> [WORK TASK]:
Each record must be printed again exactly as it appears.

> [Items listed in a dataset]:
────────────────────────────────────────
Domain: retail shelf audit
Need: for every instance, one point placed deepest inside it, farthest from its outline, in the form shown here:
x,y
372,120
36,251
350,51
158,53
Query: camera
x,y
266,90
────────────────────────────────────────
> [SOLUTION TO THE EXERCISE]:
Domain: retail shelf audit
Need: for every instance, one point placed deepest inside it, farthest from its outline, in the form shown here:
x,y
372,120
36,251
350,51
158,53
Query: camera
x,y
266,90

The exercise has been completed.